**Selected excerpt:**
┌────────

Dr. Choi presented the study here at the Cancer Imaging and Radiation Therapy Symposium, which was cosponsored by the American Society for Radiation Oncology and the Radiological Society of North America.

Positive Predictive Value Tops 88%

Dr. Choi and colleagues reviewed the charts of 389 patients treated between January 2004 and October 2010 for a rising or persistently elevated PSA level after prostatectomy; 143 underwent a DCE MRI of the pelvis with an endorectal coil before starting salvage treatment.

Of this group, 113 had an undetectable PSA level (<0.1 ng/mL) after surgery and 30 had a detectable PSA level after surgery (median PSA, 0.2 ng/mL; range, 0.1 to 1.7 ng/mL). At MRI, median PSA was 0.3 ng/mL (range, 0.1 to 8.0 ng/mL).

On MRI, a focal area of rapid enhancement with contrast in the prostate/seminal vesicle fossa was defined as being suspicious for local recurrence; 35 of the 143 patients had this finding on MRI. Twenty-six of these patients underwent ultrasound-guided biopsy of the prostate/seminal vesicle fossa, with 23 showing cancer. The positive predictive value of DCE endorectal MRI for cancer was 88.5%.

Nine patients were treated with salvage radiation therapy to the prostate/seminal vesicle fossa without pathologic confirmation of their suspicious MRI; 8 of these patients remained disease-free after a median of 22 months (7 patients with a PSA level below 1.0 ng/mL and 1 with a PSA level of 1.0 ng/mL).

The median PSA level for patients with a biopsy-proven local recurrence was 1.35 ng/mL. Eight patients with a biopsy-proven recurrence had a PSA below 1.0 ng/mL at the time of the biopsy.

Among 9 patients who had prostate/seminal vesicle fossa biopsies performed without any suspicious MRI findings, only 1 had a pathologically proven local recurrence, yielding a negative predictive value for DCE endorectal MRI of 88.9%.

"I think that people have classically thought that patients with low PSA levels do not have clinically evident cancers," Dr. Choi noted. "Our study showed that we are now able to find cancers even at low PSAs" (the lowest level at which a cancer was seen was 0.3 ng/mL).

He said being able to locate the cancer in the prostate fossa is "very important" for several reasons. "It should better select for patients who will benefit from salvage radiation therapy to the prostate bed. Currently, we often radiate patients without knowing where the cancer is exactly," he pointed out.

└────────

(Data entries)
┌────────

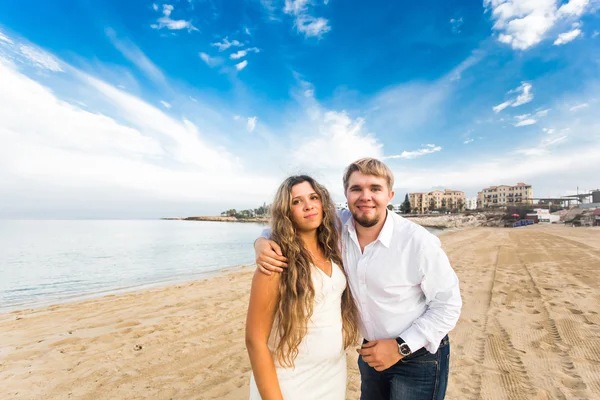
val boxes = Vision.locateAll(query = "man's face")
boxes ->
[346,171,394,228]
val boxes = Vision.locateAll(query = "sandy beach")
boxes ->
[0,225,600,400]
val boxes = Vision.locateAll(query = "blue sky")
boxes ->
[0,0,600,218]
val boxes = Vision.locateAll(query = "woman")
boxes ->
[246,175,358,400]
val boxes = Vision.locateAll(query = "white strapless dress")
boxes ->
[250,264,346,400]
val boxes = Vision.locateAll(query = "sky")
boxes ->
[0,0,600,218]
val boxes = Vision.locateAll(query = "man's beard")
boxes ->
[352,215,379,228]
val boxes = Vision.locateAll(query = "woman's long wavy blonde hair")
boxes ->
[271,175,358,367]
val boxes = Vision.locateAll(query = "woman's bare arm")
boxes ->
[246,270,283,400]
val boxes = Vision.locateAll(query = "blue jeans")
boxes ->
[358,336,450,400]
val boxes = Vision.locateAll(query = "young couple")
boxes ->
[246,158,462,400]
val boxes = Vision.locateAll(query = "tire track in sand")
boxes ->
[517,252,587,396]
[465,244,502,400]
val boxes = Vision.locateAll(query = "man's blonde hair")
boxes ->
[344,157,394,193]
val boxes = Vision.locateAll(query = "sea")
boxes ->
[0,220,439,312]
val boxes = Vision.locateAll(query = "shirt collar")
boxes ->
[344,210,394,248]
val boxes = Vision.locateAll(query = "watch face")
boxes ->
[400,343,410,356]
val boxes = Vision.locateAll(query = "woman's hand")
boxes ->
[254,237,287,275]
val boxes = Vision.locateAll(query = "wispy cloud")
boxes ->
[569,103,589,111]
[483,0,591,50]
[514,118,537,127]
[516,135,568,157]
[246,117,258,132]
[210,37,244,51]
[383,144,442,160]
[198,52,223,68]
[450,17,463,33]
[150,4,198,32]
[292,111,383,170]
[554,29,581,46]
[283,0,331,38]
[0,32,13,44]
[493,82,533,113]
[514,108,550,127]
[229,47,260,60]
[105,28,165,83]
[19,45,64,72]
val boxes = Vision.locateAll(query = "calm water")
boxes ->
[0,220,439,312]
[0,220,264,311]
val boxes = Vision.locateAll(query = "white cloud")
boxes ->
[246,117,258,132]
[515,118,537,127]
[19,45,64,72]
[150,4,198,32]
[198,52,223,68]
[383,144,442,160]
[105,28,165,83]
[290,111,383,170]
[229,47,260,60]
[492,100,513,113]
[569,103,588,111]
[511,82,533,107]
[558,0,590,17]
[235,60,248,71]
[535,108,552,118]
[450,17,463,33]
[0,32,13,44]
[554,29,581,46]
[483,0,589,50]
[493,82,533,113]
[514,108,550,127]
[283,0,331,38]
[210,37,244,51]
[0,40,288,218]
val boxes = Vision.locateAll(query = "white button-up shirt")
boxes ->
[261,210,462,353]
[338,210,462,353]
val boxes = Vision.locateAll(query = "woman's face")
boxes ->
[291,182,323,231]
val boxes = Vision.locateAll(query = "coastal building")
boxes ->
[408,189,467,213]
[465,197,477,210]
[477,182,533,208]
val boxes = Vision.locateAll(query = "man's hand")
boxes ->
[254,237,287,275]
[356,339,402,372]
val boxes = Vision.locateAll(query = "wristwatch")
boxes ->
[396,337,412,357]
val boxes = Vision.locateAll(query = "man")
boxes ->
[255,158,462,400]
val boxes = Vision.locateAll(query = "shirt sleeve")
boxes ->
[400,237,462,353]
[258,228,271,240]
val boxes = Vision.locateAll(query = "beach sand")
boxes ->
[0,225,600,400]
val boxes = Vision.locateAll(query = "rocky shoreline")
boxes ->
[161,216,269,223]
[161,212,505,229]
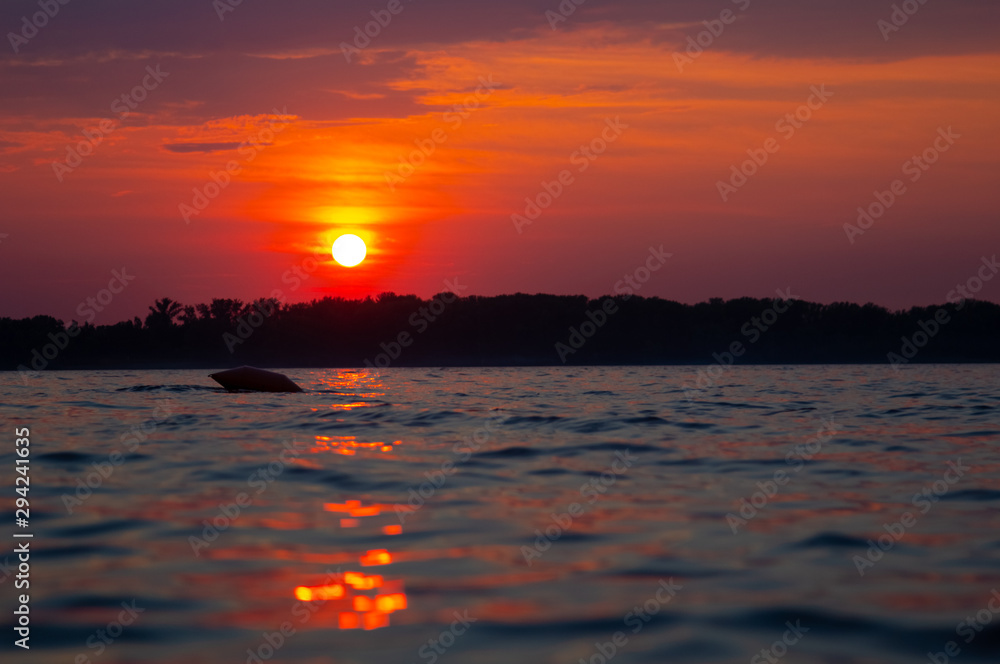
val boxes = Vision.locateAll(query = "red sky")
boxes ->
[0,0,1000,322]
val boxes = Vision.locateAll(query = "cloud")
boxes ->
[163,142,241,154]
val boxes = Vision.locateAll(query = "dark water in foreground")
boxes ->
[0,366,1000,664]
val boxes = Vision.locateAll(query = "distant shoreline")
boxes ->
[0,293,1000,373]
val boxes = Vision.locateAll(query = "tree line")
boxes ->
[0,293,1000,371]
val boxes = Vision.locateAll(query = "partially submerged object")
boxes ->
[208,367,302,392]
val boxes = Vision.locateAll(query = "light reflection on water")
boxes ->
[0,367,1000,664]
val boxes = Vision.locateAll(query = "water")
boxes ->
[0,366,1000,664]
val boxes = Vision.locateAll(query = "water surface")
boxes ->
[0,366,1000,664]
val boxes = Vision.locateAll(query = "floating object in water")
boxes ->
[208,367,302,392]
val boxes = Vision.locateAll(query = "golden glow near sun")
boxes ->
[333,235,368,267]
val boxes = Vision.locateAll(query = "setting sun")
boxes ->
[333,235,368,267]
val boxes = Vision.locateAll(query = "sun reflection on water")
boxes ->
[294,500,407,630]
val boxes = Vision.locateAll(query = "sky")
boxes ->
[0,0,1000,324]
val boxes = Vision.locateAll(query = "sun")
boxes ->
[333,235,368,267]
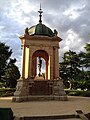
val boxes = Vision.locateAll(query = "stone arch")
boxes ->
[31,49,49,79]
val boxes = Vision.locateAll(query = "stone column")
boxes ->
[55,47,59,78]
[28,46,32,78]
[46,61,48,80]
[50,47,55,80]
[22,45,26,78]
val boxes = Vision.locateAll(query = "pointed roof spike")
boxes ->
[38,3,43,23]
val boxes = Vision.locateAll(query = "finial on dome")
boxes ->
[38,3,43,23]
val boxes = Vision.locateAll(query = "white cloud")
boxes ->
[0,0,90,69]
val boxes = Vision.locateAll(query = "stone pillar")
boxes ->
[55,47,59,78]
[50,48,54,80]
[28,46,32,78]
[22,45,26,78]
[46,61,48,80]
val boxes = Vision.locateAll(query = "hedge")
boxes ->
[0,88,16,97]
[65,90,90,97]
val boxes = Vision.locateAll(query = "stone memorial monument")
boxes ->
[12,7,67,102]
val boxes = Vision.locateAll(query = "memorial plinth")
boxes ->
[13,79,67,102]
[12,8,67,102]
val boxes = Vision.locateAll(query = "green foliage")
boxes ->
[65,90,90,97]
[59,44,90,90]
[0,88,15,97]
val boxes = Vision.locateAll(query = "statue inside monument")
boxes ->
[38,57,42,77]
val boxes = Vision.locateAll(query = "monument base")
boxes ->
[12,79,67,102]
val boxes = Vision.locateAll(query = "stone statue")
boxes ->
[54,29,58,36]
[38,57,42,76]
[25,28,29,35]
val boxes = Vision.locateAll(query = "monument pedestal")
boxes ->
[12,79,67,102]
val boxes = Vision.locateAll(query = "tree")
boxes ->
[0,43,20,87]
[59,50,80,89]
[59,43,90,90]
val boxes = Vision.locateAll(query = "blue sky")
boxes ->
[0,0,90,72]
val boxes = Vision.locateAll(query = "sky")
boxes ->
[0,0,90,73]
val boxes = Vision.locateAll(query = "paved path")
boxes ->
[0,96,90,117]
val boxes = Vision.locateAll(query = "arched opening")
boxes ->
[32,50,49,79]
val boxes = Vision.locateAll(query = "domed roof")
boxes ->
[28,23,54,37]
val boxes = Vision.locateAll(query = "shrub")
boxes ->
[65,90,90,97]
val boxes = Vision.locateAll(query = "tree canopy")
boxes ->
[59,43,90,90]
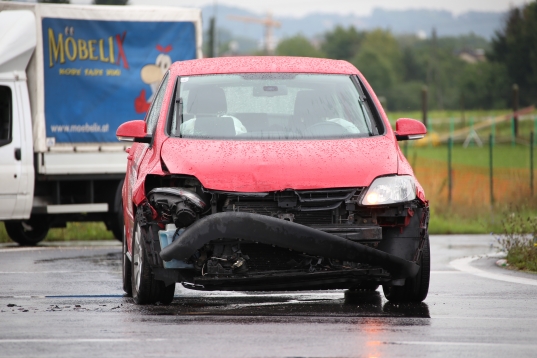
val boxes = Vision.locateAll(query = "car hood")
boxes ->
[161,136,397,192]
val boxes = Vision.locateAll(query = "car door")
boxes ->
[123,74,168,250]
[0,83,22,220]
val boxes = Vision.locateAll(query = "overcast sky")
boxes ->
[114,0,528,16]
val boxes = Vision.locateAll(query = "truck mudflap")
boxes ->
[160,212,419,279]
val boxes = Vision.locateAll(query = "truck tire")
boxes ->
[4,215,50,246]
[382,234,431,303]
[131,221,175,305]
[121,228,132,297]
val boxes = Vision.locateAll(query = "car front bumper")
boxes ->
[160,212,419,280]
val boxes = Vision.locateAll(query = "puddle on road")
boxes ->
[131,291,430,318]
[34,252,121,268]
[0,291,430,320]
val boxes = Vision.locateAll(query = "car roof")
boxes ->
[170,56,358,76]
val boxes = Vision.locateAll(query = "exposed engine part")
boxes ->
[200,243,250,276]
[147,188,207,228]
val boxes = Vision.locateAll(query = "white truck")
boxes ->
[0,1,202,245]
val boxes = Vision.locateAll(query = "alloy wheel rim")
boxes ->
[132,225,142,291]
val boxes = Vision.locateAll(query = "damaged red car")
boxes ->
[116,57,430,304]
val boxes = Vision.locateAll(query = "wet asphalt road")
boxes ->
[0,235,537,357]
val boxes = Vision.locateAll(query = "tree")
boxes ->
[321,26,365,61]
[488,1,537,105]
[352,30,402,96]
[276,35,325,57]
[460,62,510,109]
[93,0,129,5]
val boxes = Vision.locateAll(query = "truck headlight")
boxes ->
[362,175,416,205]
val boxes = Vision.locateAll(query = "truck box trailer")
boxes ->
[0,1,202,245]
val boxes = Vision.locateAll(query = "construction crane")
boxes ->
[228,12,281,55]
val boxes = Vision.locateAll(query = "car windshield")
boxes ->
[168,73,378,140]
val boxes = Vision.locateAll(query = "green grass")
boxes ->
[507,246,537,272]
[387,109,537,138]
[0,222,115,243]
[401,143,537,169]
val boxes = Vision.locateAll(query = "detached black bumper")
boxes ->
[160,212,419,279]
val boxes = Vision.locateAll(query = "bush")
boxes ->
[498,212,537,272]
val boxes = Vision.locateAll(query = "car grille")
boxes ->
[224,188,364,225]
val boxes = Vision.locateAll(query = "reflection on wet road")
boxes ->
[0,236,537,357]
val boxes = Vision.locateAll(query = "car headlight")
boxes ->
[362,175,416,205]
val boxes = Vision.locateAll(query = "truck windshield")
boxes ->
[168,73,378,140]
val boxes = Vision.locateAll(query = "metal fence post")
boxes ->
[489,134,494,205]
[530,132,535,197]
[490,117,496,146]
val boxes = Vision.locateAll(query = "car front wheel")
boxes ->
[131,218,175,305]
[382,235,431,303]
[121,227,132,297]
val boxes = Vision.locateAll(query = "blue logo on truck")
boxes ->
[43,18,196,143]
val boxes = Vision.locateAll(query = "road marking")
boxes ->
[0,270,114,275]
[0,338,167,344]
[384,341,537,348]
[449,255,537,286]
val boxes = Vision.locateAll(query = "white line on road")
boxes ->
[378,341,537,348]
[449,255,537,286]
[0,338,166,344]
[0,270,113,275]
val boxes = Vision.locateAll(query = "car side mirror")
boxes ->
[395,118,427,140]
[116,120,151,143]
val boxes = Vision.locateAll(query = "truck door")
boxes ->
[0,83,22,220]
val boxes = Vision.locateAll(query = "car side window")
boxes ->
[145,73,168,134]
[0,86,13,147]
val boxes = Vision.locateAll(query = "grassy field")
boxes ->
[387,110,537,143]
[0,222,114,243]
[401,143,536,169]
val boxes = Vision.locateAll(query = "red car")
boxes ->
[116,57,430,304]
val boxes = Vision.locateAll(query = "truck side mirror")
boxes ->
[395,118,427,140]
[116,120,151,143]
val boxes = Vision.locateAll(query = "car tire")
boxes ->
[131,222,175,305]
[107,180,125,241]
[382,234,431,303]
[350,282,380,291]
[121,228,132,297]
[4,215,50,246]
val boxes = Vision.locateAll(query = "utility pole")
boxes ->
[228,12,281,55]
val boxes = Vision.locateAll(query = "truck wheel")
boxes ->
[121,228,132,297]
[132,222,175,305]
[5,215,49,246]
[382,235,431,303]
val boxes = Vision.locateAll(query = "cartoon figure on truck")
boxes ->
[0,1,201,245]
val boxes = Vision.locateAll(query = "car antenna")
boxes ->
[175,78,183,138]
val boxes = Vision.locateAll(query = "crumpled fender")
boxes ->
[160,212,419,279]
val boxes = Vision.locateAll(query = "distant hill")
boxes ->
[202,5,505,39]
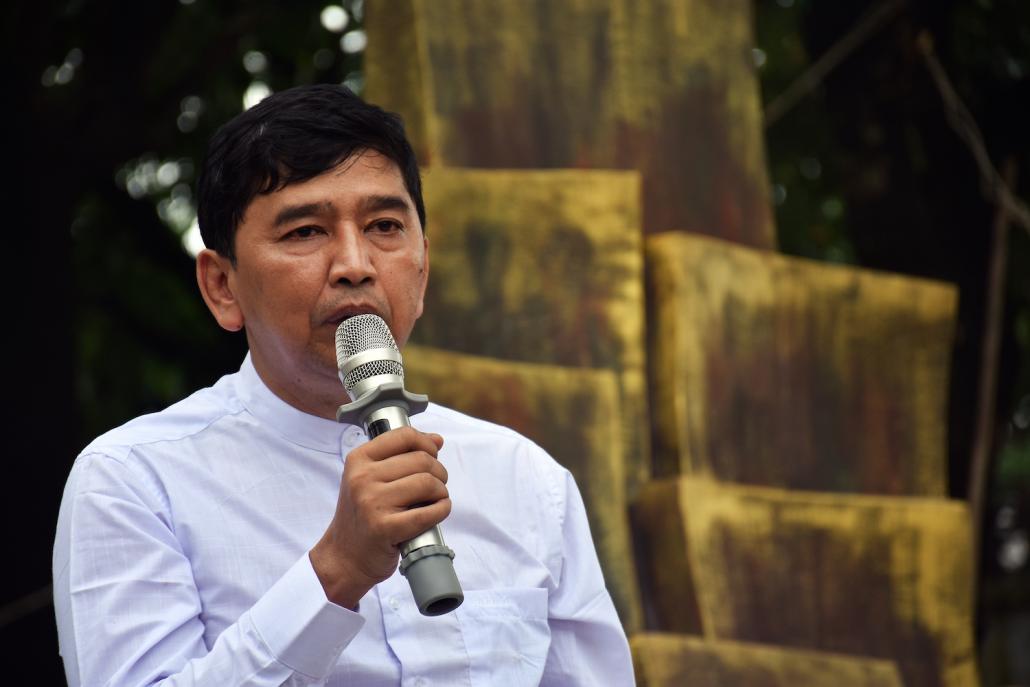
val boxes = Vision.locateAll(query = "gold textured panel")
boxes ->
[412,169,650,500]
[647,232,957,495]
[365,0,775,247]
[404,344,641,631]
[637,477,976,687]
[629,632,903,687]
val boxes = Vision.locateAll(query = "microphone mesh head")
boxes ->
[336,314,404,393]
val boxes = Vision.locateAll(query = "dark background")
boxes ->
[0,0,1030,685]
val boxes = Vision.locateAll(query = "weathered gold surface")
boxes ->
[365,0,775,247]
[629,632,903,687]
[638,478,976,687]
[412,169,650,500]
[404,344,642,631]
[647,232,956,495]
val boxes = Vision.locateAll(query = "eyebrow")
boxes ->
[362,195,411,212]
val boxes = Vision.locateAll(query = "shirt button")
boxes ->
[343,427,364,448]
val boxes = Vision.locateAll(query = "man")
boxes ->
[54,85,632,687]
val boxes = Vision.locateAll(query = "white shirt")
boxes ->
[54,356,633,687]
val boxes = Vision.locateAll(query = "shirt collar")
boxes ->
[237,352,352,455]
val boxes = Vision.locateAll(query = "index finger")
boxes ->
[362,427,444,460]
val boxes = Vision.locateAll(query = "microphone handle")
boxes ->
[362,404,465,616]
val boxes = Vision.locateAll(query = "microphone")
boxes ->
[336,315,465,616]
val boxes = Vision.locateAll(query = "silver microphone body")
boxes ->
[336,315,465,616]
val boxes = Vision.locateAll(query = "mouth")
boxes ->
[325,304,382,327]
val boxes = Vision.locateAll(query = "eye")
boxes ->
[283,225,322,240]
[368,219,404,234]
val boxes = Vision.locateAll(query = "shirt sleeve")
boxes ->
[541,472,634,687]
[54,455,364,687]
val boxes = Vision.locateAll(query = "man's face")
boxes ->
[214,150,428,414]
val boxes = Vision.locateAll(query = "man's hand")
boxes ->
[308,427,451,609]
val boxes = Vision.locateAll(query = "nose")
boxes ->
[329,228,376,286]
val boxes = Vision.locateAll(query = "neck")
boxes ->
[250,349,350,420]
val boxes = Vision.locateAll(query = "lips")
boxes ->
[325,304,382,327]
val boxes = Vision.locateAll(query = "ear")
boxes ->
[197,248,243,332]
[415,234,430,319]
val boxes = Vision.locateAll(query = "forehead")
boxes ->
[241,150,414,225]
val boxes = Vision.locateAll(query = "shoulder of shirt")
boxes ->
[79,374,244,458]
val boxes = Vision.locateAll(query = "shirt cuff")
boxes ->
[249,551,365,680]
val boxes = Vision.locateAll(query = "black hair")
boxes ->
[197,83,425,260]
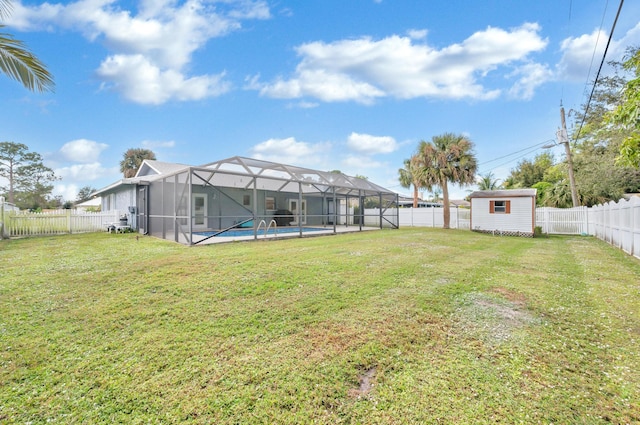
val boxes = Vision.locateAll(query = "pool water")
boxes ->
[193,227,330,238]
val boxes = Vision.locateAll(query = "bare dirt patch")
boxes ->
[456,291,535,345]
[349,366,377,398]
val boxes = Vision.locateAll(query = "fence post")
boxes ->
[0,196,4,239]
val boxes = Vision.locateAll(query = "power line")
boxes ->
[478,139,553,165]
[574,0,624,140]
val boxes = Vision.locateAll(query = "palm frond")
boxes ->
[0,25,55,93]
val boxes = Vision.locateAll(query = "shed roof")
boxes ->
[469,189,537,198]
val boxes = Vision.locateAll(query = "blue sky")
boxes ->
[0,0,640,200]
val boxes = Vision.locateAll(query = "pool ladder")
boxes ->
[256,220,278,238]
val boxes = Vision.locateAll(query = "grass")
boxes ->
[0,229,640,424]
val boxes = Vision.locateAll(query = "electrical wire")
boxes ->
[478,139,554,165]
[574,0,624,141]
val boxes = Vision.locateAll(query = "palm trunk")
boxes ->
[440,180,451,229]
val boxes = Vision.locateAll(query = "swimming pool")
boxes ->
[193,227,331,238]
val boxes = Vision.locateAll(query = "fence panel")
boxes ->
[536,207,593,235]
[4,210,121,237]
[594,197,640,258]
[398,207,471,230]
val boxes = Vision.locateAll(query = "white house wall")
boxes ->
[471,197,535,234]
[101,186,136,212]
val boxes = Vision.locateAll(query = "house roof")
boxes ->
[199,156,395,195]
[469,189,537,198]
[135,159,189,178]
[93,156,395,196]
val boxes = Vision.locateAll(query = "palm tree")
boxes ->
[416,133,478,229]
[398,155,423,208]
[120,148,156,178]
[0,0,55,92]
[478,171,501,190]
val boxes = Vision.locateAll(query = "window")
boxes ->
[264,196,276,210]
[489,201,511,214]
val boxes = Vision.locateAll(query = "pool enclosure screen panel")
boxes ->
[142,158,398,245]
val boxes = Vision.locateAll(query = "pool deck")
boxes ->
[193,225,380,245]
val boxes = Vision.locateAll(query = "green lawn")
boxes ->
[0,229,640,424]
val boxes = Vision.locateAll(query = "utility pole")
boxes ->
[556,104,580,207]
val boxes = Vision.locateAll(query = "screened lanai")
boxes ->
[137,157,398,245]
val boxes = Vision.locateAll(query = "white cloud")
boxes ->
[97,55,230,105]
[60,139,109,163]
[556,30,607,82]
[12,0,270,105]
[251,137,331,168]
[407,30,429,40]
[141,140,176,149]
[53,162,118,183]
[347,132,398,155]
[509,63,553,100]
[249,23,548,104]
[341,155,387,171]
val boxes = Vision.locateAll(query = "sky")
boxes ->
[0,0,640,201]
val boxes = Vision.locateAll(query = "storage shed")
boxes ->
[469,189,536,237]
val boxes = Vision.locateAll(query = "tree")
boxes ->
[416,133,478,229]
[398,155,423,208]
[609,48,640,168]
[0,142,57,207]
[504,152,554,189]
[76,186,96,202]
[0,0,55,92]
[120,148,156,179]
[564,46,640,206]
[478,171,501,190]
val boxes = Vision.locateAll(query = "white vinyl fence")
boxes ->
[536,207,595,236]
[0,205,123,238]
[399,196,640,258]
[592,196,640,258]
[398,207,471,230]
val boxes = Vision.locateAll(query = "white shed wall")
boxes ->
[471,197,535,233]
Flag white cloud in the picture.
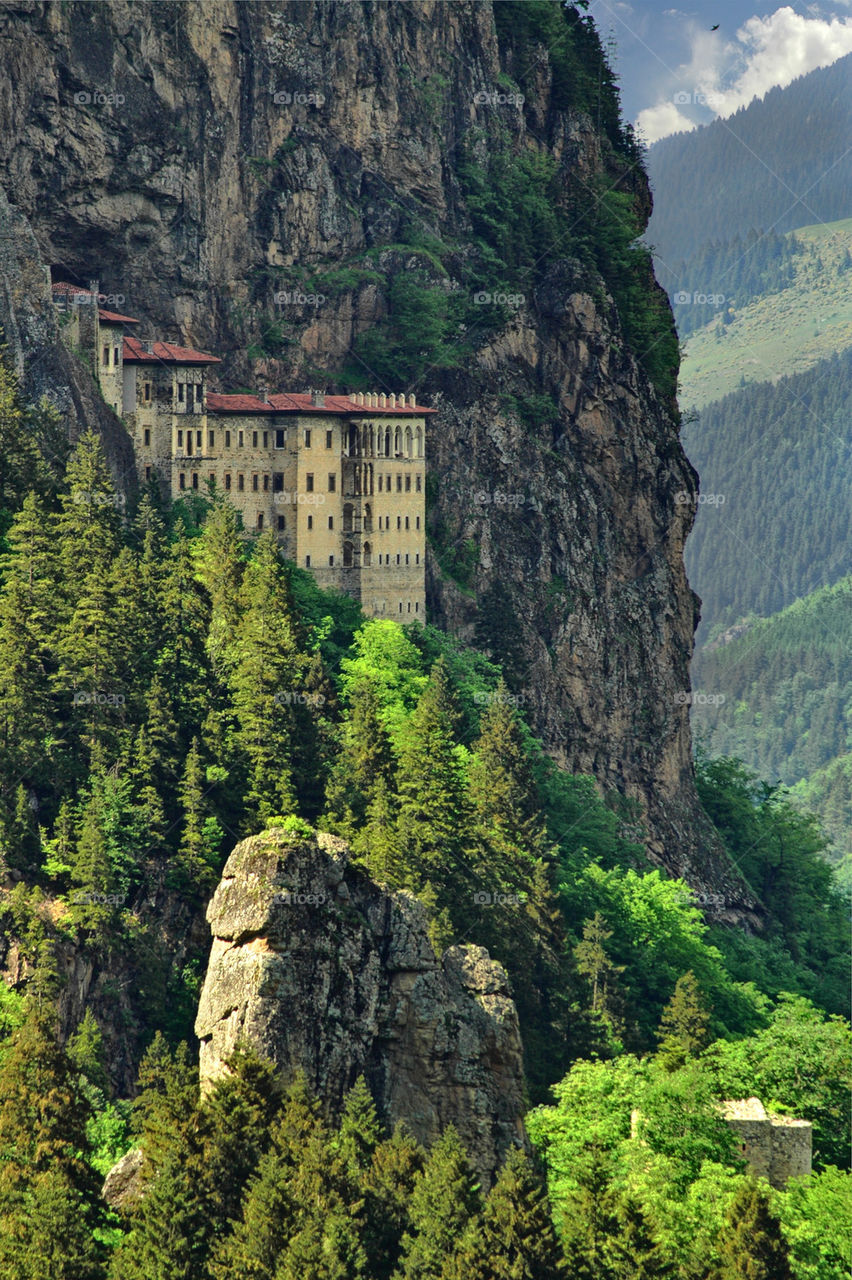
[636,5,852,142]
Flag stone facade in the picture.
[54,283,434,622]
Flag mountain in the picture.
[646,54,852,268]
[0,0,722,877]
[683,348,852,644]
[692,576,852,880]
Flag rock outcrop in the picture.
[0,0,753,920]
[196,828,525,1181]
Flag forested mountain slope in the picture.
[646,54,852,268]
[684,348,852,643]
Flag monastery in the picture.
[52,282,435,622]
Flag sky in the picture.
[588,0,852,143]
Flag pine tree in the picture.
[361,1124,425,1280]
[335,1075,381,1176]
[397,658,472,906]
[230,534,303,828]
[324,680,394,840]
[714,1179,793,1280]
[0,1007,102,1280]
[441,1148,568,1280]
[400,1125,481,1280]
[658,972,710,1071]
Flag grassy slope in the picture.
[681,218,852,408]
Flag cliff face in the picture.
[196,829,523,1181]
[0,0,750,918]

└────────

**Required work:**
1) Transcribe the prostate MRI study article, beginning at the words "Dr. Choi presented" and stopping after "of North America.".
2) Answer these questions about the prostate MRI study article.
(a) How many patients' charts did Dr. Choi and colleagues review?
(b) What positive predictive value for cancer did DCE endorectal MRI have?
(c) What was the lowest PSA level at which a cancer was seen?
3) Carry the prostate MRI study article further from where it stops.
The data entries have no part in this.

**Response list:**
1)
Dr. Choi presented the study here at the Cancer Imaging and Radiation Therapy Symposium, which was cosponsored by the American Society for Radiation Oncology and the Radiological Society of North America.

2)
(a) 389
(b) 88.5%
(c) 0.3 ng/mL

3)
It should also better allow the radiation oncologist to plan the treatment, he added. "At our center, we treat more aggressively when the patient has a clinically evident recurrence on MRI. We usually add androgen-deprivation therapy and try to give a higher dose to the suspicious area on MRI," Dr. Choi explained. "Our hope is that doing so will increase the chance of cure for these patients."

"We feel that such treatment is warranted, as the patients who we treat for salvage are usually younger and have proven that they have a more aggressive variant of prostate cancer," Dr. Choi said.

Ready for "Prime Time"

Dr. Choi thinks DCE endorectal MRI in this patient population is ready for "prime time," although there is some variability in the skill of the radiologist reading the MRI, he said, adding that, "as this scan gets done more frequently, radiologists will get more experience at reading them."

"Currently, all of our patients with a rising or persistently elevated PSA get a DCE endorectal MRI of the pelvis," Dr. Choi told Medscape Medical News. "If there is a suspicious finding, the patient undergoes a biopsy for pathologic confirmation. At some point, we may stop doing that, but I think it's always helpful to confirm the existence of cancer before giving radiation therapy."

Dr. Choi said that although no further formal studies are planned, he suspects that they will continue to update the data as more patients get scanned. "We should be able to have a larger pool of patients to better judge the accuracy of the MRI," he told Medscape Medical News.

Dr. Choi has disclosed no relevant financial relationships.

Cancer Imaging and Radiation Therapy Symposium. Presented April 29, 2011.